→ Challenge: Copy the rows from the line containing "If you could point at the passenger side" up to and including the final row, substituting "very grateful" for "most obliged" and leaving everything else unchanged. Leave the pictures out.

→ Given records:
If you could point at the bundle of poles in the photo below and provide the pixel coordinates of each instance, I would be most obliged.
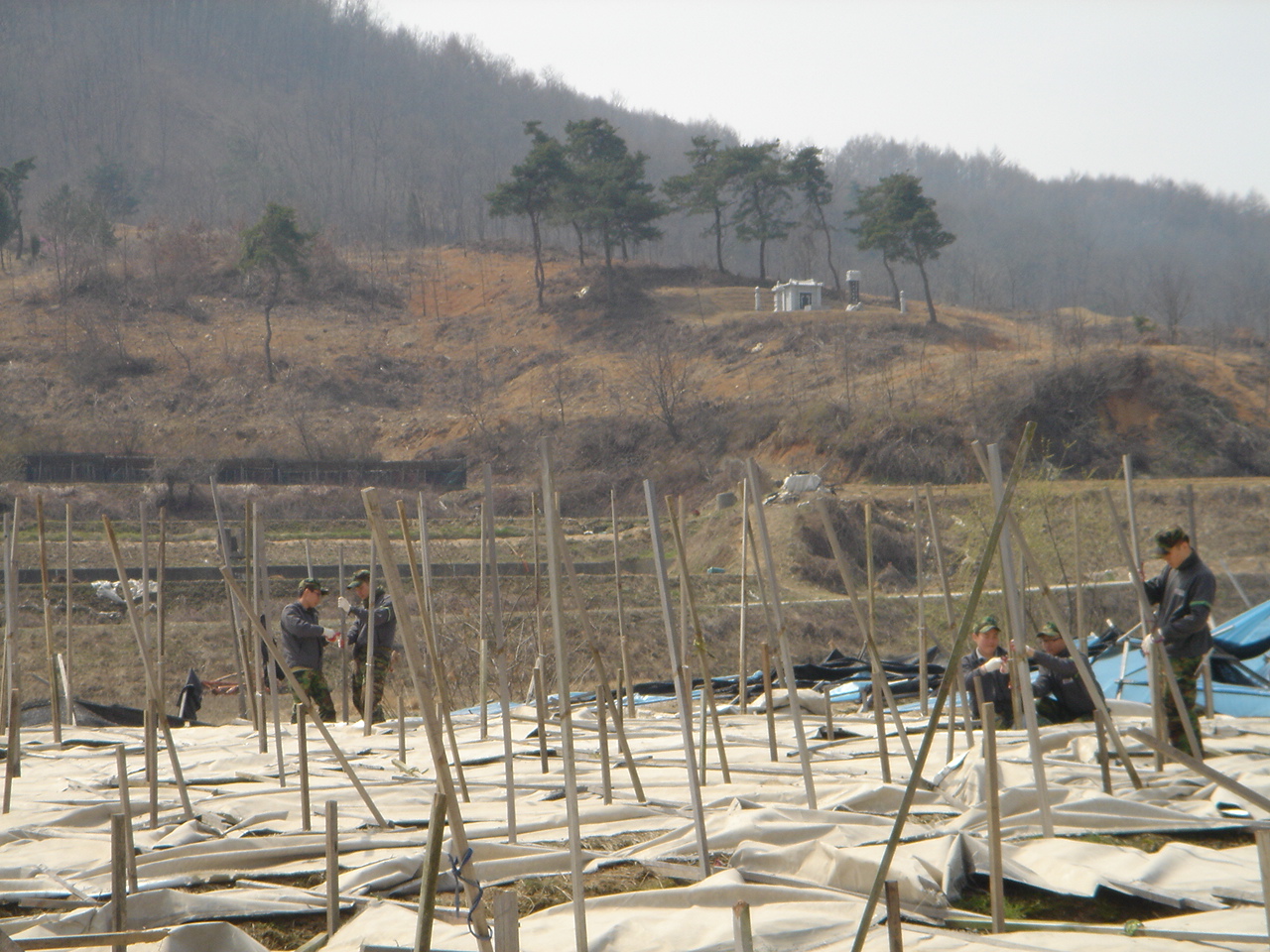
(615, 702)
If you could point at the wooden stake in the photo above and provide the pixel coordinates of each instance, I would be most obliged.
(955, 654)
(991, 783)
(303, 743)
(681, 688)
(420, 572)
(571, 780)
(894, 937)
(879, 676)
(118, 879)
(503, 658)
(742, 929)
(331, 867)
(769, 701)
(121, 772)
(151, 689)
(429, 874)
(55, 702)
(781, 640)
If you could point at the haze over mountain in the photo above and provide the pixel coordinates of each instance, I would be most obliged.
(208, 109)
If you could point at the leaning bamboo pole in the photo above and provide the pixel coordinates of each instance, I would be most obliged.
(781, 639)
(955, 653)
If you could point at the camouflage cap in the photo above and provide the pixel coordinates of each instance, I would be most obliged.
(987, 624)
(1169, 538)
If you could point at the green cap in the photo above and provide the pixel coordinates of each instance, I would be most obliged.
(1169, 538)
(987, 624)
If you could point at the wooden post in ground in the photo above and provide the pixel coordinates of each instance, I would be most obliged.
(245, 694)
(151, 689)
(303, 743)
(55, 701)
(626, 673)
(409, 639)
(991, 782)
(955, 653)
(331, 867)
(563, 687)
(781, 640)
(70, 642)
(742, 928)
(742, 661)
(865, 627)
(429, 874)
(922, 676)
(502, 656)
(121, 772)
(879, 675)
(420, 571)
(769, 701)
(1156, 675)
(118, 879)
(1017, 622)
(681, 688)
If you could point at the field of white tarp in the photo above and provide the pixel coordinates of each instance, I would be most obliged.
(804, 873)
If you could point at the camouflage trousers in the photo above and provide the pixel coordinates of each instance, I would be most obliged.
(1187, 670)
(382, 666)
(314, 684)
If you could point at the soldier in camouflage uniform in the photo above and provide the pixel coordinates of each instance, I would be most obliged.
(303, 642)
(1184, 593)
(385, 635)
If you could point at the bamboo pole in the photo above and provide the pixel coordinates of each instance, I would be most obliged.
(922, 675)
(1023, 683)
(303, 744)
(991, 780)
(502, 656)
(865, 629)
(70, 642)
(955, 654)
(571, 779)
(429, 874)
(1157, 688)
(769, 701)
(143, 649)
(781, 640)
(245, 696)
(303, 697)
(879, 678)
(436, 662)
(426, 699)
(742, 662)
(698, 640)
(626, 673)
(331, 867)
(121, 772)
(55, 702)
(681, 689)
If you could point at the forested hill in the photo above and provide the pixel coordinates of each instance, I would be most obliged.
(206, 109)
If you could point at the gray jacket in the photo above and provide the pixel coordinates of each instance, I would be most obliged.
(303, 640)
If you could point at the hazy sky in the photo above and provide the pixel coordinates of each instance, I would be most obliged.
(1138, 87)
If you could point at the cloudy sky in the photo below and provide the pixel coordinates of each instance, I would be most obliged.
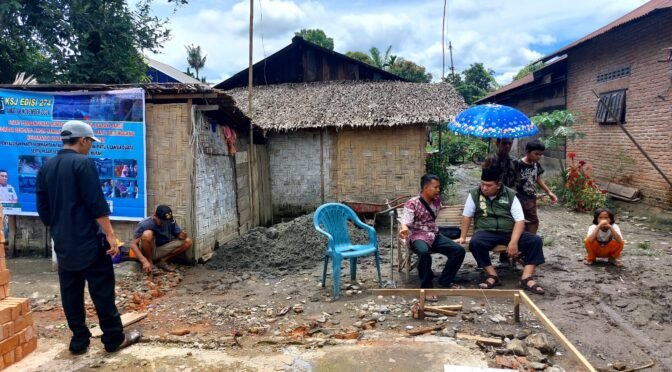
(505, 35)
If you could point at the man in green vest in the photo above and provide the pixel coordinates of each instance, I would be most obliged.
(499, 220)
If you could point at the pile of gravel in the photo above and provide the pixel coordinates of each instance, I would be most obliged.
(283, 247)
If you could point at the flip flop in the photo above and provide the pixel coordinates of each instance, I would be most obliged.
(131, 337)
(616, 262)
(165, 266)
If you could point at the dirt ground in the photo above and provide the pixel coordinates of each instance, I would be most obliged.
(251, 309)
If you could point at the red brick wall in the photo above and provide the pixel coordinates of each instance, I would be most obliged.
(648, 105)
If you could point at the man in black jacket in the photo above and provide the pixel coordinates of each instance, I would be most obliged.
(71, 202)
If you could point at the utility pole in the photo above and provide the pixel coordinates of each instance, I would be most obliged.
(452, 67)
(250, 148)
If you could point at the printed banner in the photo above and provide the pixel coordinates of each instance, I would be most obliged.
(30, 126)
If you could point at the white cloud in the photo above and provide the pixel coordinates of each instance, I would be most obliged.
(504, 35)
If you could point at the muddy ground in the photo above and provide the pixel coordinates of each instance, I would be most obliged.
(270, 313)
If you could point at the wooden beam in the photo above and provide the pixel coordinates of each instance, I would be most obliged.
(556, 332)
(485, 340)
(206, 107)
(157, 96)
(126, 320)
(489, 293)
(438, 310)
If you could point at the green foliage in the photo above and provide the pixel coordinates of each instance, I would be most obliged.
(195, 59)
(560, 123)
(532, 67)
(410, 71)
(76, 41)
(474, 83)
(360, 56)
(580, 192)
(382, 61)
(316, 36)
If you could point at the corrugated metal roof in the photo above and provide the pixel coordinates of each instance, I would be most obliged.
(642, 11)
(525, 80)
(172, 72)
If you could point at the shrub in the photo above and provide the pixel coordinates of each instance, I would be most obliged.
(580, 191)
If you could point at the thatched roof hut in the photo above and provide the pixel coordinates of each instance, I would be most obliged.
(340, 104)
(346, 140)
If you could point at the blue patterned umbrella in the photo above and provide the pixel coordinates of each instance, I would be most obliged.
(493, 121)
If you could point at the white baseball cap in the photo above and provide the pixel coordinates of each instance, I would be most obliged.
(75, 129)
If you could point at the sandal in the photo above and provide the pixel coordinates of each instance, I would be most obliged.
(534, 288)
(131, 337)
(616, 262)
(165, 266)
(489, 285)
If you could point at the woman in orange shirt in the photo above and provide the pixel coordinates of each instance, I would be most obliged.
(604, 239)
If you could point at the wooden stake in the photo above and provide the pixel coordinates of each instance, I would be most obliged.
(556, 332)
(421, 310)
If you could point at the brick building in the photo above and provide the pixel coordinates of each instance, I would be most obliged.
(629, 63)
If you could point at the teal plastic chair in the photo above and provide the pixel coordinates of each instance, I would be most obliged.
(331, 219)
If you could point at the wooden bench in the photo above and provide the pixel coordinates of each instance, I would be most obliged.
(448, 216)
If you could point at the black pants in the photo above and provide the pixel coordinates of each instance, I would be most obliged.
(100, 277)
(444, 246)
(529, 246)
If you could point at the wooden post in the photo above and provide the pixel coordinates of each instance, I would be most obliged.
(421, 311)
(11, 239)
(516, 308)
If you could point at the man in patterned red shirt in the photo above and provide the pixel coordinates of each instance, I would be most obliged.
(418, 225)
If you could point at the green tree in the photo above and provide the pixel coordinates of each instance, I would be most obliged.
(77, 41)
(382, 61)
(316, 36)
(360, 56)
(474, 83)
(194, 58)
(410, 71)
(532, 67)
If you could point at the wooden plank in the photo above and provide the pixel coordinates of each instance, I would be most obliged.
(485, 340)
(516, 308)
(489, 293)
(438, 310)
(422, 331)
(556, 332)
(126, 320)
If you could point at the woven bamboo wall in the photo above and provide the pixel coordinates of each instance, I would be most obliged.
(370, 165)
(216, 214)
(170, 162)
(296, 168)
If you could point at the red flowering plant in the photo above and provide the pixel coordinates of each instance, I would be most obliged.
(581, 192)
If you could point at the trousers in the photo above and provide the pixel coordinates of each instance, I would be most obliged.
(453, 251)
(100, 278)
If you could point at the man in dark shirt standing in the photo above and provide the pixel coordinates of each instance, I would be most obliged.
(71, 202)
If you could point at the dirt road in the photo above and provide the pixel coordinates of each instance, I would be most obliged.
(280, 318)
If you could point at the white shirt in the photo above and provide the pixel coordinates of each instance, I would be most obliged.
(7, 194)
(516, 208)
(604, 236)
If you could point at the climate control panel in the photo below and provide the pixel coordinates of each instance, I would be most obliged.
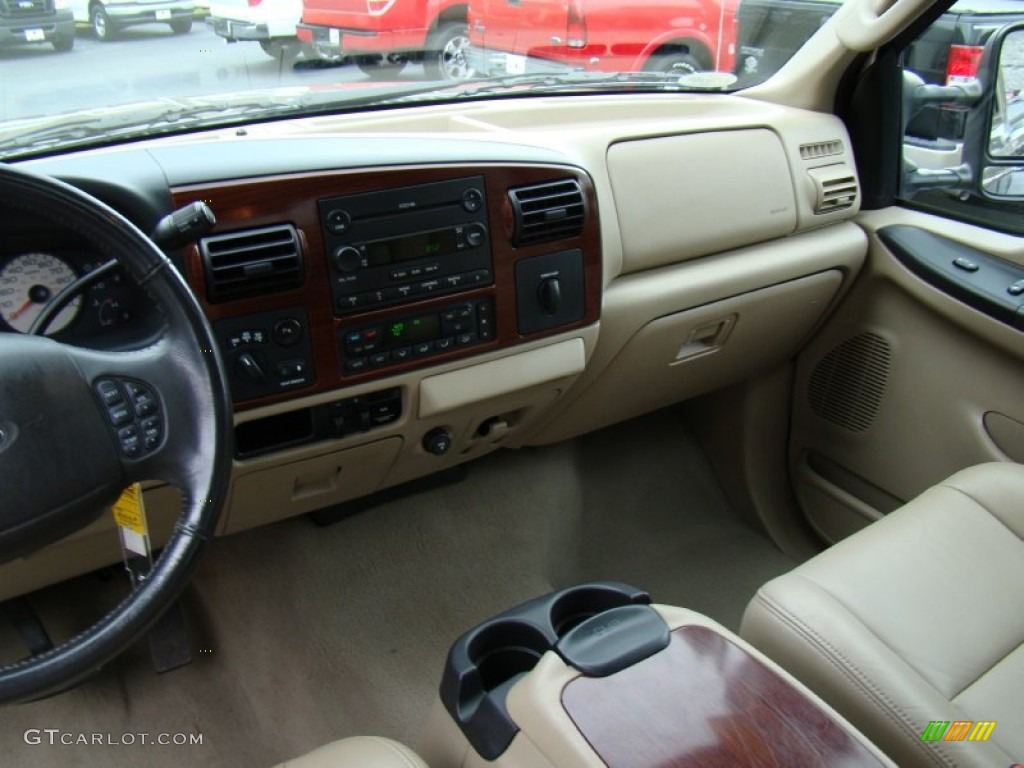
(423, 335)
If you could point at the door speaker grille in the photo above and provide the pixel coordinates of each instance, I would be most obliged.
(848, 384)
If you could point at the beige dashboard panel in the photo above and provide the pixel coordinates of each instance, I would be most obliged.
(679, 198)
(268, 495)
(687, 353)
(457, 388)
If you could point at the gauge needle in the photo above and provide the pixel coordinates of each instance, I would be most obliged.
(20, 310)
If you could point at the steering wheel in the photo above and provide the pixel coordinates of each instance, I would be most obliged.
(77, 426)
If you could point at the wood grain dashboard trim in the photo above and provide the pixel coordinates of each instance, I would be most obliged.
(251, 203)
(705, 701)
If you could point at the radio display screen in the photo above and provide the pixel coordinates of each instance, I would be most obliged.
(412, 330)
(408, 247)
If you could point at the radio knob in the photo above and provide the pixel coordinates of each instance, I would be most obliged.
(475, 235)
(347, 259)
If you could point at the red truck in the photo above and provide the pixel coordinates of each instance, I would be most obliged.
(381, 36)
(513, 37)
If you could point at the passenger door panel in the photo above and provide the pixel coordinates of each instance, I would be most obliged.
(919, 374)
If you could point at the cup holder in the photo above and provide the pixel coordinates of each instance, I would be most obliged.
(505, 651)
(574, 606)
(487, 659)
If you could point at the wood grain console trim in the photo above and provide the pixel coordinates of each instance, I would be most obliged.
(293, 199)
(705, 701)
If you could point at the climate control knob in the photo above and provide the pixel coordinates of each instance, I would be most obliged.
(347, 259)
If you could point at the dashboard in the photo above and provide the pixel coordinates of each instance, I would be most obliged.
(396, 295)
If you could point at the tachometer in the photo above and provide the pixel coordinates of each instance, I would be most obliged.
(28, 283)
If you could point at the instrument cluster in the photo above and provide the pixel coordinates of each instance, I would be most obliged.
(101, 309)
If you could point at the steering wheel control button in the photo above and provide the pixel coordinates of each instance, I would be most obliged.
(152, 432)
(141, 398)
(110, 392)
(133, 411)
(131, 443)
(120, 414)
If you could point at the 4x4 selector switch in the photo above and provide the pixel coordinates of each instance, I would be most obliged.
(348, 259)
(288, 332)
(437, 441)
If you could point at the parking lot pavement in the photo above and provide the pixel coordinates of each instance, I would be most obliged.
(145, 62)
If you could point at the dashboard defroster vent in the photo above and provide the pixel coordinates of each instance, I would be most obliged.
(549, 211)
(251, 262)
(835, 187)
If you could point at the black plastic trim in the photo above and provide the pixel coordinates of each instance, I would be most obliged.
(970, 275)
(614, 640)
(484, 663)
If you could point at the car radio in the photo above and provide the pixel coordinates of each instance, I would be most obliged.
(392, 246)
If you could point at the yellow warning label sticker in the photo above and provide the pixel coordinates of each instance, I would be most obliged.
(128, 510)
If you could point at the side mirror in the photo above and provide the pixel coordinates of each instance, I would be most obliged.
(994, 140)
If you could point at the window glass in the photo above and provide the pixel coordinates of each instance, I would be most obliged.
(948, 141)
(80, 72)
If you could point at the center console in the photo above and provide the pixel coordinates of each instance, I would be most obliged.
(596, 676)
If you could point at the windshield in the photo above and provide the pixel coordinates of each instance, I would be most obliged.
(91, 72)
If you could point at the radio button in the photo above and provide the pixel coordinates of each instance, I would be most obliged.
(472, 200)
(476, 235)
(338, 222)
(355, 365)
(348, 259)
(353, 301)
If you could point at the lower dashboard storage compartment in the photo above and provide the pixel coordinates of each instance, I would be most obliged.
(265, 496)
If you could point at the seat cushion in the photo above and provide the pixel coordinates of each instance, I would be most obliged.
(915, 620)
(358, 752)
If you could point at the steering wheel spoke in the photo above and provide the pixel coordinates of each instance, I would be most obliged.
(79, 425)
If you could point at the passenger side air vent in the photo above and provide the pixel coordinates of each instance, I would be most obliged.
(251, 262)
(549, 211)
(835, 187)
(820, 150)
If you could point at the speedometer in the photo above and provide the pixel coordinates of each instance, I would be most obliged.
(28, 283)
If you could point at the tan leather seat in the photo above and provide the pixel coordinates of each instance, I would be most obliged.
(358, 752)
(916, 620)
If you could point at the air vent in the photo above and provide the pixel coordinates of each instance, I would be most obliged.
(549, 211)
(251, 262)
(835, 187)
(820, 150)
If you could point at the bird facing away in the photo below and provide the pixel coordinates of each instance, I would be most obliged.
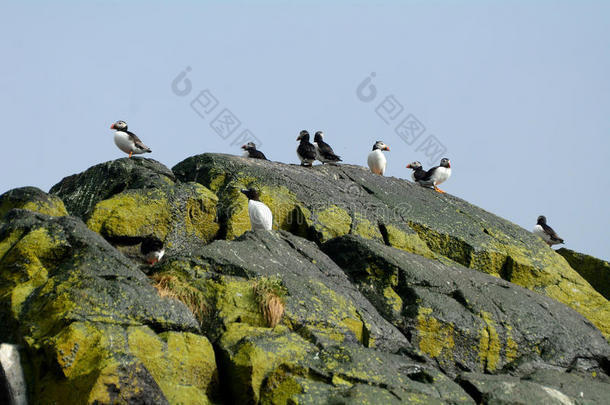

→ The completed task:
If you could point at the passenger side air vent in the photo above and provide the pixel coordinates of each instance, I would be very grateful.
(251, 262)
(549, 211)
(835, 187)
(820, 150)
If you could point at the speedometer in the photo above and provide the pixel coordinates of each instance, I would be very grateful.
(28, 283)
If you could point at the tan leather seat in the photo above and provide the pixel coordinates of each instance, I would be very grateful.
(358, 752)
(916, 620)
If you could point at the air vent in the photo above and provide the pixel coordinates of each instance, I would be very grateful.
(549, 211)
(251, 262)
(835, 187)
(820, 150)
If you could point at the bird facing away in the photo below and provide the pixel coordinates of each instance, I would be very grateful.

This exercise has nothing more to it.